* [Study text]:
· · · · ·

From: Carl Feynman (carlf@atg.com)
Date: Wed Jul 02 1997 - 16:43:30 MDT
At 01:27 PM 7/2/97 -0600, Brent Allsop wrote:
>That is why computer motivation has to be
>laboriously and complexly programmed while our representations give us
>simple, direct, intrinsic, natural, and much more robust motivations.
Simple: It takes about thirty thousand genes, each hundreds of bases long,
plus thousands of hours interacting with all the complexity of the real
world, to produce human motivations. This is simple? It's immensely more
complex than any AI program I've ever seen the inside of.
Direct: It takes millions of neuron firings in a neural network at least
dozens of levels deep to produce even the tiniest human action.

· · · · ·

* [Listed entries]:

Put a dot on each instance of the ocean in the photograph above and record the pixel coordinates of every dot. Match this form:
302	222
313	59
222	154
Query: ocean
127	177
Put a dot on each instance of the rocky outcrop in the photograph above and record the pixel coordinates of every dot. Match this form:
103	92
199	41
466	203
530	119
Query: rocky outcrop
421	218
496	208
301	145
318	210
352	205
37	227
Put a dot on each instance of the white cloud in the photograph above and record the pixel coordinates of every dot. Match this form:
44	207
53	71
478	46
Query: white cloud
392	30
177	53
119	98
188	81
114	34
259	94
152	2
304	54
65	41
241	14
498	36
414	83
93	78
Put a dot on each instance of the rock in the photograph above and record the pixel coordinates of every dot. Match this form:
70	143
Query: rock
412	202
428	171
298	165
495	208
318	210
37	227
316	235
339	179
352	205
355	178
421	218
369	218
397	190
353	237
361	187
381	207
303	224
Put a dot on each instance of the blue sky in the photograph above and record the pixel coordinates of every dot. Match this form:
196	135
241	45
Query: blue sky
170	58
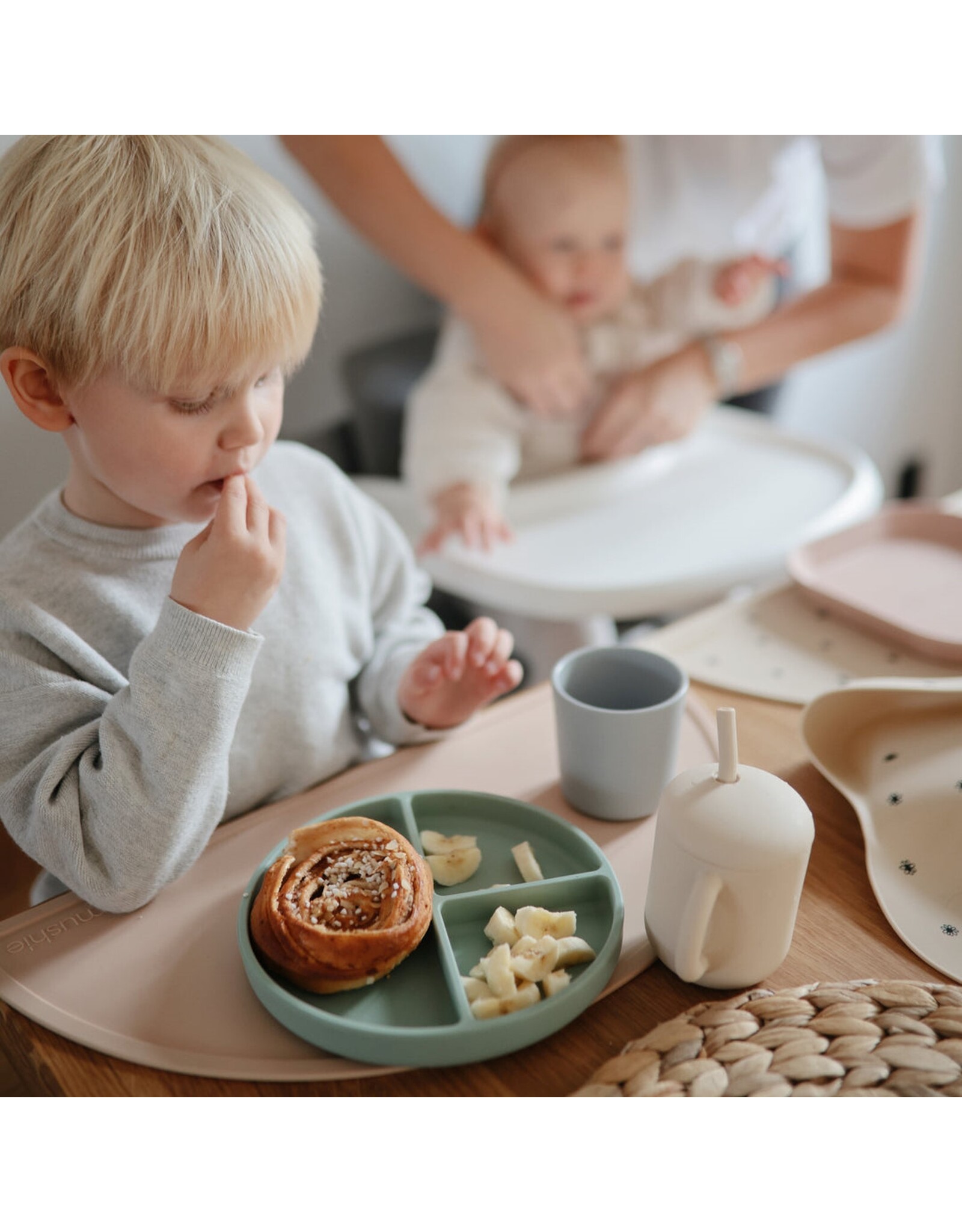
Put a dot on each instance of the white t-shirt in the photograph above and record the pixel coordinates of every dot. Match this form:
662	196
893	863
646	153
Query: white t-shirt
715	197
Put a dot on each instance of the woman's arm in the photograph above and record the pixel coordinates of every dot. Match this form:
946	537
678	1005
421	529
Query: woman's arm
530	345
872	280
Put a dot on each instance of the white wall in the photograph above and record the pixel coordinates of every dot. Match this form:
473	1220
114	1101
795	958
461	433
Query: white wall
896	396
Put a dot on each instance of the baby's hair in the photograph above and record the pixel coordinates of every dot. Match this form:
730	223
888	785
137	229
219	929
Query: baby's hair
507	149
159	258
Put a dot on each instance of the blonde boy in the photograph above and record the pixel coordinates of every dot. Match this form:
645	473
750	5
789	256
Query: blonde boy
557	208
203	620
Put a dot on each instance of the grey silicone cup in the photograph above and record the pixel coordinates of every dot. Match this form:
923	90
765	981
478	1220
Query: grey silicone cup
617	712
419	1014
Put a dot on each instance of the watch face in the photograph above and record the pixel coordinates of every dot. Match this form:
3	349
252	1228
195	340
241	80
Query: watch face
726	360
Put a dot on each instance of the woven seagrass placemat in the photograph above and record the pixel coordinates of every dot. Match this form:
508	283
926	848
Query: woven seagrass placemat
864	1038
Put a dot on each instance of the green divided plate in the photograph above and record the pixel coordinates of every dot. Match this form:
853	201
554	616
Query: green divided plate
419	1014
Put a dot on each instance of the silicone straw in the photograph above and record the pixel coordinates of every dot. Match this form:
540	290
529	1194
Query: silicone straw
727	745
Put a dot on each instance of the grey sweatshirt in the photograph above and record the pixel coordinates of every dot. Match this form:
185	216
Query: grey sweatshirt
130	726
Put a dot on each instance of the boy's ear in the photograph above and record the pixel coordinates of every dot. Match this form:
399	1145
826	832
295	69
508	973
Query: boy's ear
34	390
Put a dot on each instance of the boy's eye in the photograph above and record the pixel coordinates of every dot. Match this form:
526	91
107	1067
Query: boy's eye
192	408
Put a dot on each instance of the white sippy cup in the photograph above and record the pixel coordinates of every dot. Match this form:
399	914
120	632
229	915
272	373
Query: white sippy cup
731	853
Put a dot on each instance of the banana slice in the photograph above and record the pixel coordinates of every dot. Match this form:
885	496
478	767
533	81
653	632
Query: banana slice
526	863
573	950
440	844
498	971
534	959
554	982
540	922
452	867
493	1007
500	928
476	988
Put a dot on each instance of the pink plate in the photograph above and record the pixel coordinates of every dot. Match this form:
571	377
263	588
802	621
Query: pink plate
898	574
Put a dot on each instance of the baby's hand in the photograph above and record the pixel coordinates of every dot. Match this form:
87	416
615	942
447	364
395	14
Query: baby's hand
459	674
737	283
470	510
232	568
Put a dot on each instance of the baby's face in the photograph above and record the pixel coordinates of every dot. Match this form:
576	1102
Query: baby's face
142	458
562	220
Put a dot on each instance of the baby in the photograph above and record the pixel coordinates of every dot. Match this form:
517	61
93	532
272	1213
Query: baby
557	208
203	620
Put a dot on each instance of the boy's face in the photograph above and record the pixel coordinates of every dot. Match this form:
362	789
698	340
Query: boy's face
143	458
562	220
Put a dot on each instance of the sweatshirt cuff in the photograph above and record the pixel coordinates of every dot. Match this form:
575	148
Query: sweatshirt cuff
215	648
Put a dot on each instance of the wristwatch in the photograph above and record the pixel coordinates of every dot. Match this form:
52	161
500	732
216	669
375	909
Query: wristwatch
726	362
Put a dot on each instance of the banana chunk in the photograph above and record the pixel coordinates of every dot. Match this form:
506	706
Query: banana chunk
476	988
534	959
527	865
440	844
498	971
452	867
554	982
573	950
500	928
494	1007
540	922
530	954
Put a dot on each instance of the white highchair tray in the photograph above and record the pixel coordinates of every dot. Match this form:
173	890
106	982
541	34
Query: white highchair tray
672	528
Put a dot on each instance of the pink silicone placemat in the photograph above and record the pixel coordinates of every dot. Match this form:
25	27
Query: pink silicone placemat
897	576
165	986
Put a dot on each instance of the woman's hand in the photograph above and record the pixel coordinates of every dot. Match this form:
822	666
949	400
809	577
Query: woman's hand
663	402
459	674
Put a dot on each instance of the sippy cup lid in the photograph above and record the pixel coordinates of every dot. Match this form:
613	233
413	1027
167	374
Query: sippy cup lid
732	815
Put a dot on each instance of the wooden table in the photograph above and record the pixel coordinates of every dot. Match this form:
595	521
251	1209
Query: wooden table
842	934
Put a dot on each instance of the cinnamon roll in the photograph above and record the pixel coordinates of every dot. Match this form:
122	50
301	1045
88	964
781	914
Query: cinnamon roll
345	902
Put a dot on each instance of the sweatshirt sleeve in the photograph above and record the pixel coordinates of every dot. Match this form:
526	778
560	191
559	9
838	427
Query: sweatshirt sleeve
117	791
460	425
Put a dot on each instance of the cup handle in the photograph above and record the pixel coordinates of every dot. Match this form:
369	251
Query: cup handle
690	961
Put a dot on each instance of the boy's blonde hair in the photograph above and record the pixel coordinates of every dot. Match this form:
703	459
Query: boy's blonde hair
507	149
159	258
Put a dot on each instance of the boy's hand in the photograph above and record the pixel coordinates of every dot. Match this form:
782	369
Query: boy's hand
232	568
470	510
459	674
737	283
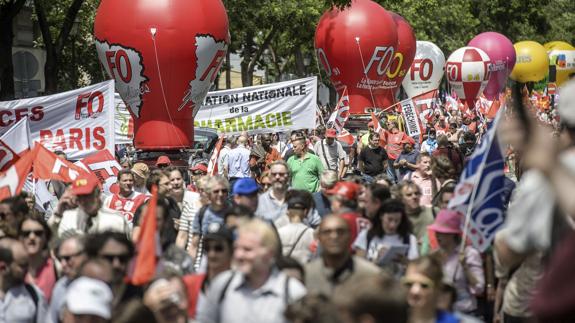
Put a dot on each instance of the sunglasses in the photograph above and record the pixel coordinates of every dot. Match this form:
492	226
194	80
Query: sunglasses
408	283
121	258
215	248
68	257
26	233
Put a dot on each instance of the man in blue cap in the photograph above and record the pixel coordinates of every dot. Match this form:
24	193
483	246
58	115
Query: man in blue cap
245	192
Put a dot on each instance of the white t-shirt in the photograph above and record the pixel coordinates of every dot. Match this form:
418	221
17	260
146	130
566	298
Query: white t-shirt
378	243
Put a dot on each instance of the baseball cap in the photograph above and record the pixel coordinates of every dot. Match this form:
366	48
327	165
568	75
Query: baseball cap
88	296
347	190
330	133
566	103
218	231
447	221
163	160
141	170
199	167
85	184
245	186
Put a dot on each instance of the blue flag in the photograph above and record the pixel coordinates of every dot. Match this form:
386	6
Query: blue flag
480	189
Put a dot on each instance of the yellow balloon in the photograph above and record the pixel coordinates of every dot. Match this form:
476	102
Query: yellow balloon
532	62
562	55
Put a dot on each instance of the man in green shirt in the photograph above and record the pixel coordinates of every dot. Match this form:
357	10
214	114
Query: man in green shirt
305	168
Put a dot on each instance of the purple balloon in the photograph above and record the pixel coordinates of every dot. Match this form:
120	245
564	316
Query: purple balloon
502	54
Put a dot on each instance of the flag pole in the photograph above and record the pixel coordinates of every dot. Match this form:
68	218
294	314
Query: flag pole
365	72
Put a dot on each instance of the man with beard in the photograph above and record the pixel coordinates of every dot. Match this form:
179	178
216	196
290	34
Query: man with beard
19	302
256	291
116	249
71	255
337	269
126	201
272	204
262	155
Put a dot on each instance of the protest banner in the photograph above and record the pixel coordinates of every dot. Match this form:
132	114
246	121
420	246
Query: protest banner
78	122
123	122
276	107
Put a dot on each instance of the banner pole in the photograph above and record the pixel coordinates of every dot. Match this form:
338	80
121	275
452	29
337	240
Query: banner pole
365	72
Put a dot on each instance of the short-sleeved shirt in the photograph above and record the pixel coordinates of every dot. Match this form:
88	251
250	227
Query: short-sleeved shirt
240	303
305	172
239	162
18	306
333	154
373	160
210	216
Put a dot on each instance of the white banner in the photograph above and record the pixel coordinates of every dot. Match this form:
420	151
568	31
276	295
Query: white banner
123	122
411	119
78	122
273	107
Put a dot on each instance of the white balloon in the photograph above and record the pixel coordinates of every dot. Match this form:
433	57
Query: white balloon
426	69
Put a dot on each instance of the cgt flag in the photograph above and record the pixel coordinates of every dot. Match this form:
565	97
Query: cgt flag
478	193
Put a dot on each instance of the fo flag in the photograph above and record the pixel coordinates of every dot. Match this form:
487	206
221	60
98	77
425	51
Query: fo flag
478	194
340	114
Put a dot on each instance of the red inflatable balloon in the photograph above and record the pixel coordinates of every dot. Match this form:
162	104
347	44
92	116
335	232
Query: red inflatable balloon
164	56
362	35
406	47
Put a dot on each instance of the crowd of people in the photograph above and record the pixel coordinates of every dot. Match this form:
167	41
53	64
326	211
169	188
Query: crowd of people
300	230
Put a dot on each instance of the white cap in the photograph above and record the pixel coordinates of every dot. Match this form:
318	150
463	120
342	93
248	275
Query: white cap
88	296
566	103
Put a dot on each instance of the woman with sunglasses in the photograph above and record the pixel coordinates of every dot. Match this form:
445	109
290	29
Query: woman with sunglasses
35	234
423	279
463	270
219	249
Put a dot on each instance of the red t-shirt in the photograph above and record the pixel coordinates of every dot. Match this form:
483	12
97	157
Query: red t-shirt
193	286
126	205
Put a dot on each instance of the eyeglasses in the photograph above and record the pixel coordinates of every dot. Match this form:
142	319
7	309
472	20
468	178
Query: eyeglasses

· · · · ·

* [Problems and tasks]:
(a) Translate this sentence from the message about computer and human motivation into Spanish: "It's immensely more complex than any AI program I've ever seen the inside of."
(b) Rewrite the message about computer and human motivation from "Simple: It takes" up to and including "the inside of.", replacing "thirty thousand" with "twenty thousand".
(c) Continue the message about computer and human motivation from the point where it stops.

* [Results by task]:
(a) Es inmensamente más complejo que cualquier programa de IA cuyo interior haya visto jamás.

(b)
Simple: It takes about twenty thousand genes, each hundreds of bases long,
plus thousands of hours interacting with all the complexity of the real
world, to produce human motivations. This is simple? It's immensely more
complex than any AI program I've ever seen the inside of.

(c)
They seem simple and direct because the conscious mind, whose purpose is to
think about what the rest of the mind is doing, and tweak it, has a very
simple and direct model. It took modern science to reveal what an
incredibly complicated mess the mind actually is. Don't let your
consciousness fool you into thinking motivations (or any other parts of
yourself) are simple. Introspection is profoundly deceptive.
As for intrinsic, natural and robust, I'll agree with you there. Evolution
is a more robust designer than humans are, because it's made so many more
mistakes. And of course the results are natural and intrinsic.